== PASSAGE
Yep. Don. New favorite. I KNOW.
A list, in no particular order, of things that rang absolutely true:
1. Doing the news while half-drunk/baked during/after a party. This happens so much more often than you’d think, because otherwise you’re asking people to stay sober and at the office 24-7 on the off chance their pagers might go off and most people don’t like that. I once got a call on a story on my way to Morton’s for an anniversary dinner. I was wearing heels and a gown and had crammed my phone and a notebook and a pen in my tiny stupid sparkly purse.
2. Doing DRY RUNS of breaking news. Look, shit we ain’t seen before is a rare commodity. Everyone knows when an election will happen, and within a few days of when a war will break out, so you can actually plan for this shit. Too few newsrooms do it, and then most of them fall back on “well, chaos of the moment blah blah blah” to explain why they sucked. Buy me enough scotch sometime, I’ll tell you the story of the night the Iraq War broke out (see also #1). You have to THINK about what you really want to know, should something big happen, and that requires gaming out various scenarios, planning for what you can’t plan for.
3. Charlie, all haunted and still just for a moment, talking about ’91. Everybody’s got one of those. I’m very serious, I will give you a ferret of your choosing should somebody write me that Charlie flashback ep. Him and Leona young and in Vietnam, him in Baghdad alone, him meeting Will and that whole thing … I need to see that at some point.
4. The waiting period, when it seems perfectly normal to talk about your own shit because people have to call you back and people have to look stuff up and there’s just this dead space in the day. Dead space, and not two brain cells to rub together in Jim’s head. I like Lisa. She’s a little bit of an annoying hipster but she’s growing on me.
5. Speaking of waiting, good on Charlie for making the point that the president was gonna say this shit anyway, and good on Mackenzie for making the point that there is always value in knowing something more than you knew a moment ago. Sometimes, in extremity, doing that job, that’s all you have.
So Don. Reporting the news. This is a very old job. It’s a very simple job. We’ve commodified and professionalized and romanticized it, complicated it, made up systems that sometimes serve us well and sometimes do us ill, but at its heart this is what it is.
You find out the truth and you tell everybody with whatever means are at your disposal. With paper and pen, with these here Interwebs, with TV and radio and a thousand dollars of equipment, with your voice, shouting from the rooftops, or low to a few who matter. That’s all this is. It shouldn’t be as hard as we’ve made it, telling stories to one another. It shouldn’t be more than it is. What it is, is enough.
====
== THE DATA
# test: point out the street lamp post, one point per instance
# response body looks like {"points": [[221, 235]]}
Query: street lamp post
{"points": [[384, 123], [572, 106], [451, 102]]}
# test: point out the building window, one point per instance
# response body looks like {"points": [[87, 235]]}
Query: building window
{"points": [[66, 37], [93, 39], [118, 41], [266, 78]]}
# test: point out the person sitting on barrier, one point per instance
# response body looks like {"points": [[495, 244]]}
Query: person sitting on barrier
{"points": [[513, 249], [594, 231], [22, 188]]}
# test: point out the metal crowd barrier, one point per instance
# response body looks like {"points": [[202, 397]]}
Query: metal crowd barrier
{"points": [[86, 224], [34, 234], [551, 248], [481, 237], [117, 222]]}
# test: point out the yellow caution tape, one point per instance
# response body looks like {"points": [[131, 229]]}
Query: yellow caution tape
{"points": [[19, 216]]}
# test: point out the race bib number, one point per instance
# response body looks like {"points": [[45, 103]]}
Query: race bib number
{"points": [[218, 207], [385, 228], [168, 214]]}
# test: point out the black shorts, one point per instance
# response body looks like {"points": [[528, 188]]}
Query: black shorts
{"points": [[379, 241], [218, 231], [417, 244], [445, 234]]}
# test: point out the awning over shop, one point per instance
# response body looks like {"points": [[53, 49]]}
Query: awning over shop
====
> _TO DO_: Quote the post on newsroom life verbatim, starting at "You find out" and ending at "is, is enough.".

> _EXERCISE RESULT_:
You find out the truth and you tell everybody with whatever means are at your disposal. With paper and pen, with these here Interwebs, with TV and radio and a thousand dollars of equipment, with your voice, shouting from the rooftops, or low to a few who matter. That’s all this is. It shouldn’t be as hard as we’ve made it, telling stories to one another. It shouldn’t be more than it is. What it is, is enough.